When the string "could" is part of a line below, that line should be copied.

* **ENTRIES PROVIDED**:
-- Opening Marker --

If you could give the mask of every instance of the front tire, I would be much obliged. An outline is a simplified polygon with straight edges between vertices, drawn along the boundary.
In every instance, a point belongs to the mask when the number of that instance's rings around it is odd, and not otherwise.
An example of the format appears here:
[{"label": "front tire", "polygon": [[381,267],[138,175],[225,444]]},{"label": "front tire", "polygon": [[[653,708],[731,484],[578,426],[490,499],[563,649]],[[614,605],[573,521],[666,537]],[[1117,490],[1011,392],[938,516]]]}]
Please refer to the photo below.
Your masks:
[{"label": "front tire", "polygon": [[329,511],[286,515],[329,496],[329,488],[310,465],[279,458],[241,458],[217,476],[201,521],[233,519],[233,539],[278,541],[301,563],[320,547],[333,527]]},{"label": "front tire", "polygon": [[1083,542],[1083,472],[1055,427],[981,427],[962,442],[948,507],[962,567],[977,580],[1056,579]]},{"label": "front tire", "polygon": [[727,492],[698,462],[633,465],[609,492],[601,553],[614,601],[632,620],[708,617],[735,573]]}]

-- Closing Marker --
-- Opening Marker --

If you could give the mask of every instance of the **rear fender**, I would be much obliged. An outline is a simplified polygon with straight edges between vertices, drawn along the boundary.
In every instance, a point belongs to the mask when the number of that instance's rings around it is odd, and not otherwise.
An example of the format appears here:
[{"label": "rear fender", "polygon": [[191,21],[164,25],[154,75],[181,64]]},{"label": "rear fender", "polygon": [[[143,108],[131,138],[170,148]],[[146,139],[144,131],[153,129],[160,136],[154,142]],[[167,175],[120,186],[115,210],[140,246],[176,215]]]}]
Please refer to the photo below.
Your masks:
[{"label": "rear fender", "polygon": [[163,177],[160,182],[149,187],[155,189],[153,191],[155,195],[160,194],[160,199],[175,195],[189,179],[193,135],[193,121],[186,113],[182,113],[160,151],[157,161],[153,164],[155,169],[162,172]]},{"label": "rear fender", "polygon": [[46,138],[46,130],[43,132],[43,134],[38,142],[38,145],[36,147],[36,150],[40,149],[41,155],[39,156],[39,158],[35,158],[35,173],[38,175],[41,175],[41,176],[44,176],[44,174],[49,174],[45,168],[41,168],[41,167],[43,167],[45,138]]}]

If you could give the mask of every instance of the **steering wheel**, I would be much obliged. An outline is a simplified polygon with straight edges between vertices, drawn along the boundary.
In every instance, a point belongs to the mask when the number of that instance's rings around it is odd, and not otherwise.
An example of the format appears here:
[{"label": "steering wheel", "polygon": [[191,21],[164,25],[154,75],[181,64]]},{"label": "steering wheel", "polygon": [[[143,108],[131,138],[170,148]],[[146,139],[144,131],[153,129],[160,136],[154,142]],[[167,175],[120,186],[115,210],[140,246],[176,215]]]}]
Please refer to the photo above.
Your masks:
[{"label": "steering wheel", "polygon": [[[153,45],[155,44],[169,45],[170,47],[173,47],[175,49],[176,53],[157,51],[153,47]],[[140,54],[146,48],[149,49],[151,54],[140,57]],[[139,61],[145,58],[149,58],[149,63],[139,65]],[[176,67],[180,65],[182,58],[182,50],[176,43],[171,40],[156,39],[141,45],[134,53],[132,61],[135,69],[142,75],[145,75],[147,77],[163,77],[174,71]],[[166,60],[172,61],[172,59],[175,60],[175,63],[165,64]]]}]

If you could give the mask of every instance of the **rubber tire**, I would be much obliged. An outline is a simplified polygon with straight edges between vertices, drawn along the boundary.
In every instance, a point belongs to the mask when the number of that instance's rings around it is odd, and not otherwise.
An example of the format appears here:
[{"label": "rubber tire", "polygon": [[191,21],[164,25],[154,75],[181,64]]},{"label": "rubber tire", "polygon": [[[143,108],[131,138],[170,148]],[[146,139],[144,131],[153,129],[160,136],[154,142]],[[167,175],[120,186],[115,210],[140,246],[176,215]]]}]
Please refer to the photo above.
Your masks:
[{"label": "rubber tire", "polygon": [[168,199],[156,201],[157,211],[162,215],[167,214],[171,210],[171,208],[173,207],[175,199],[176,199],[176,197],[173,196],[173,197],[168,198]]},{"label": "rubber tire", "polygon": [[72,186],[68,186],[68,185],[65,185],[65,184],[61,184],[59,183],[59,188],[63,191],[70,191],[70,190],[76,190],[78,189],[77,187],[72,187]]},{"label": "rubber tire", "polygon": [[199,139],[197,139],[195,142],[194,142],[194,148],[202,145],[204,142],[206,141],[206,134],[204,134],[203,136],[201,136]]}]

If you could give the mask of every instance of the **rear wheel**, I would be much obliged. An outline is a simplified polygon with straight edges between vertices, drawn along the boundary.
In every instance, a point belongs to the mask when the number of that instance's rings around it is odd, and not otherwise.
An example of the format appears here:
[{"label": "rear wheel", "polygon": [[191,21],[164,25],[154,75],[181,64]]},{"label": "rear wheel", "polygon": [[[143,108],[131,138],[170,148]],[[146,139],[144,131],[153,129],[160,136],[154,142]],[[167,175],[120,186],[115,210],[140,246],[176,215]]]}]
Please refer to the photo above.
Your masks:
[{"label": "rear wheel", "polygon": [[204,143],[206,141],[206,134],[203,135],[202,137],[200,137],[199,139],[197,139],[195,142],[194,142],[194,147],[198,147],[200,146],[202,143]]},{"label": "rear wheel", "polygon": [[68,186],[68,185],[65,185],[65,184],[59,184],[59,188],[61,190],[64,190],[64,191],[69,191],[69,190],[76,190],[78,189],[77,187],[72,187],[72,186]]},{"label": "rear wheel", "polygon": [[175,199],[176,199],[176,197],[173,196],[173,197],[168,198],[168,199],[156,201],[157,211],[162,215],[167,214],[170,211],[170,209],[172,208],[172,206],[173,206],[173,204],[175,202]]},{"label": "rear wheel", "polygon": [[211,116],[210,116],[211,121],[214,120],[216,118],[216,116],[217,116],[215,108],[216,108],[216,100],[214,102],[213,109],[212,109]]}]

-- Closing Marker --
-- Opening Marker --

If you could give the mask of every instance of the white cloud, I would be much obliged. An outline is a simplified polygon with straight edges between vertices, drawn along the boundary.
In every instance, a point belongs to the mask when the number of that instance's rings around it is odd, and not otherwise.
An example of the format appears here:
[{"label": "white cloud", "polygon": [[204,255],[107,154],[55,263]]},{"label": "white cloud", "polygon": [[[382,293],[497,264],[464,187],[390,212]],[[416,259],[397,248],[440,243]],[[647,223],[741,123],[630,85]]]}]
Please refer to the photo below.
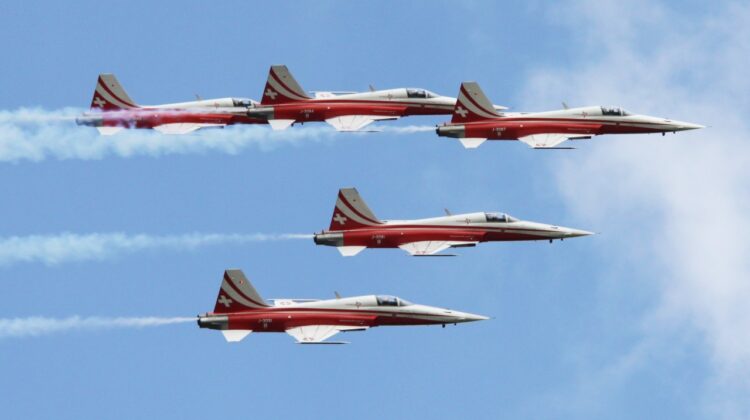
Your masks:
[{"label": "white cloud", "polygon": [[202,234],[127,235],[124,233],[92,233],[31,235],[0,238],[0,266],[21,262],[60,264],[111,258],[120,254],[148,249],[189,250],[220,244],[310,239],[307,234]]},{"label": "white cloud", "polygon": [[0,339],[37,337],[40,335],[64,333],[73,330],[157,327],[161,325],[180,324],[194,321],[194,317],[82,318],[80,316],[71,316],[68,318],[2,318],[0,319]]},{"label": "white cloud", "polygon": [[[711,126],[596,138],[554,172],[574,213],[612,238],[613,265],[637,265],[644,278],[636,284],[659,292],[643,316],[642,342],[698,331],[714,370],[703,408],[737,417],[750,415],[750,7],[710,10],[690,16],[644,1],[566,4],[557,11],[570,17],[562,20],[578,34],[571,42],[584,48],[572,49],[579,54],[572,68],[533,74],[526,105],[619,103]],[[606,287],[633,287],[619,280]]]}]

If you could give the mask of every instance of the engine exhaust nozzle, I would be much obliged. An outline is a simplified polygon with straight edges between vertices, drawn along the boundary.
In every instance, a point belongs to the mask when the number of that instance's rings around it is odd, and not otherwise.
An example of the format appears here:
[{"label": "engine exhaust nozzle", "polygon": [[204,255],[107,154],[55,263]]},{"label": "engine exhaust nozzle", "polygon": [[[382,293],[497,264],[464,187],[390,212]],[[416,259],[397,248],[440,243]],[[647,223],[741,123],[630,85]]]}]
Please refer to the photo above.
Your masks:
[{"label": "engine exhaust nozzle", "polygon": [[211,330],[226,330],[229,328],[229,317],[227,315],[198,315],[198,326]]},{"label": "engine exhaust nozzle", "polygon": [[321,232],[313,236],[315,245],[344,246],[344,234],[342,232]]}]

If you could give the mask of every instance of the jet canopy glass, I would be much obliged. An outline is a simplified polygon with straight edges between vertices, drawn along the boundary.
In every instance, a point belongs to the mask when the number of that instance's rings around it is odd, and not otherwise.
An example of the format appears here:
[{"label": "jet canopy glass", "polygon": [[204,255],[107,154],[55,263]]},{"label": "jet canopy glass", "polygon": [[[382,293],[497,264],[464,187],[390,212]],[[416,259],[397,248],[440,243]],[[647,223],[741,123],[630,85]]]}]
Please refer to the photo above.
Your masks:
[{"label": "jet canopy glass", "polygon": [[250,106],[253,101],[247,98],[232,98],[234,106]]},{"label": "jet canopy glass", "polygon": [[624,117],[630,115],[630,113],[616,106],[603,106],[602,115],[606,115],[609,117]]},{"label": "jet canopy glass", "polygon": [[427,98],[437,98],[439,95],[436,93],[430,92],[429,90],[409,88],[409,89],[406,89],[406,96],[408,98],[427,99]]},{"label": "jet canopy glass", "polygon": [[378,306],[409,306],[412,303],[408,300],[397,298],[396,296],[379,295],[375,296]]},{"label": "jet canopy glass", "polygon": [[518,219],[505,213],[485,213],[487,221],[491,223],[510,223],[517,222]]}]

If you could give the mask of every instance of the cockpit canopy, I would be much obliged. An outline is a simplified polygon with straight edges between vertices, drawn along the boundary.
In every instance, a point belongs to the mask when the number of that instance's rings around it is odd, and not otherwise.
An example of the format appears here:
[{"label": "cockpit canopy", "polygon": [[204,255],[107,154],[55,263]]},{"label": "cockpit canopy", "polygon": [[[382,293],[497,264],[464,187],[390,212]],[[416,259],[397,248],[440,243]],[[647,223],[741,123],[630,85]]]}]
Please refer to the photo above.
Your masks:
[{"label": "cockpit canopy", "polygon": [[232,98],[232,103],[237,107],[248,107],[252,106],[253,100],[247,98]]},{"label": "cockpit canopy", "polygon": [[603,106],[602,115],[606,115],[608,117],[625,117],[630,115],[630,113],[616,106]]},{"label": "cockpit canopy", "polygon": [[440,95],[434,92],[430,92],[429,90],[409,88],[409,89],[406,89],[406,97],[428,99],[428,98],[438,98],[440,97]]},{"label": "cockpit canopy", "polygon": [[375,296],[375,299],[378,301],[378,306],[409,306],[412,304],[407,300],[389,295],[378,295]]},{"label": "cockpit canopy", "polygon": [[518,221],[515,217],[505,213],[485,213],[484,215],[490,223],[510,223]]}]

-- Closing Marker --

* **WRITTEN RESPONSE**:
If you could give the mask of every instance of the front tire, I would be much obliged. An outline is a simplified polygon with straight edges between vertices, drawn along the boundary.
If you could give the mask of every instance of the **rear fender**, I would be much obliged. An outline is a simplified polygon with straight edges between vertices, drawn along the boundary.
If you could give the mask of every instance of the **steering wheel**, I would be much obliged. An outline is a simplified polygon with straight edges between vertices, drawn along the boundary.
If you could give the mask of every instance of the **rubber tire**, I would be much obliged. An outline is a simplified polygon with straight edges between vertices, drawn along the boundary.
If you could give the mask of every instance of the **rear wheel**, I would be much obliged. An outline is a simplified polygon with straight edges between vertices, drawn along the boundary.
If you could give the mask of every instance of the white cloud, I would be much obliged. An outline is a simplified polygon with straight edges between vertices, drawn along the boundary.
If you could give the mask of every instance of the engine exhaust nozzle, I would be much obliged. An outline is a simplified polygon with straight edges between vertices, drawn along the boundary.
If you could give the mask of every instance of the jet canopy glass, I would be much obliged. An outline is a simplified polygon with straight edges between vertices, drawn along the boundary.
If you could give the mask of every instance of the cockpit canopy, I would be much obliged. An outline is a simplified polygon with straight edges between vertices, drawn along the boundary.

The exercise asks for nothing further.